_Task requirements_:
Each line of the material below should be reproduced exactly.

_Record set_:
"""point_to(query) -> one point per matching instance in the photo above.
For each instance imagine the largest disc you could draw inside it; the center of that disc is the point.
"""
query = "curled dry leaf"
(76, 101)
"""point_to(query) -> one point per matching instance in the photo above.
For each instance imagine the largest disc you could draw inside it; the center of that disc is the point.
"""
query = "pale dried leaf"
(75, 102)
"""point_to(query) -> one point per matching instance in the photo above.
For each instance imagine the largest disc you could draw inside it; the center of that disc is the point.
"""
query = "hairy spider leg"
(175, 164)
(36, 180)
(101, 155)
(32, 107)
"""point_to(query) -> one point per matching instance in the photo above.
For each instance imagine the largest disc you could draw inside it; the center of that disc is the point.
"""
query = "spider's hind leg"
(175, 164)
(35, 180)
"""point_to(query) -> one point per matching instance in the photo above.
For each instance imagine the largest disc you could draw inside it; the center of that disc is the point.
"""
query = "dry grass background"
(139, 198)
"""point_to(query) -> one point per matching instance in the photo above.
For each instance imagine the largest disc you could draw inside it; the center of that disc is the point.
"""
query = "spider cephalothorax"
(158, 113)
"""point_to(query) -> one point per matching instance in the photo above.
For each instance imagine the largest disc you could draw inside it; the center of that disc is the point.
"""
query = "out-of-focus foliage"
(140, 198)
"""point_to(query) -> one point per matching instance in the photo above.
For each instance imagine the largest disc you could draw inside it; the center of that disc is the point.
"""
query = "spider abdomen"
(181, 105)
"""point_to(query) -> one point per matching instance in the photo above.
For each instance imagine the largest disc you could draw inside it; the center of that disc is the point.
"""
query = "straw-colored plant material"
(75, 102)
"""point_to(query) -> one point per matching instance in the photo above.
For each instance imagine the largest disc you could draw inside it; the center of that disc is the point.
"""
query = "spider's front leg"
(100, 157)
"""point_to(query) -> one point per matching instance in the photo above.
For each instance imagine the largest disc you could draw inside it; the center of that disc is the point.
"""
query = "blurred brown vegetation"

_Result of the task_:
"""point_to(query) -> one point per matching instance in the photo above.
For each instance imagine the largest disc you could draw inside it; the center of that disc is the point.
"""
query = "curled dry leaf"
(76, 101)
"""point_to(query) -> one point per matching instance in the photo above.
For each instance imagine the largest disc you could draw inside it; the center of that disc is the point.
"""
query = "pale dried leaf"
(75, 102)
"""point_to(query) -> one point per matching instance in the photo above.
For each instance imagine the largest disc you could draw inside it; the center of that disc is the point.
"""
query = "hairy spider leg"
(175, 164)
(36, 180)
(101, 155)
(32, 107)
"""point_to(query) -> one point per matching instance in the photo above.
For each instance imagine the largest disc you could draw inside it; the center of that disc is the point.
"""
query = "spider's hind leg"
(175, 164)
(35, 180)
"""point_to(query) -> one point per matching instance in the photo above.
For each instance imagine the largest disc you could draw inside it; the center of that disc is the point.
"""
query = "dry grass background"
(139, 198)
"""point_to(query) -> one point per matching instance in the photo above.
For each instance imagine the largest disc you could draw inside it; the center of that disc is the point.
"""
query = "spider cephalothorax"
(158, 113)
"""point_to(query) -> one point per matching instance in the photo above.
For each instance imagine the largest disc you could draw inside it; the center of that disc is the point.
"""
query = "out-of-focus foliage"
(140, 198)
"""point_to(query) -> one point per matching instance in the photo above.
For each instance imagine the largest disc you could draw inside it; the center of that disc is the point.
"""
query = "spider abdomen"
(181, 105)
"""point_to(query) -> one point per matching instance in the photo above.
For each instance imagine the largest disc you could draw inside it; the center of that disc is the point.
"""
query = "straw-colored plant material"
(75, 102)
"""point_to(query) -> one point per matching instance in the photo above.
For each instance imagine the largest disc you could draw inside it; the center of that disc is the point.
"""
query = "spider's front leg"
(100, 157)
"""point_to(query) -> one point per matching instance in the photo above.
For each instance imagine the largest disc you could draw inside it; the center of that disc is the point.
"""
query = "blurred brown vegetation"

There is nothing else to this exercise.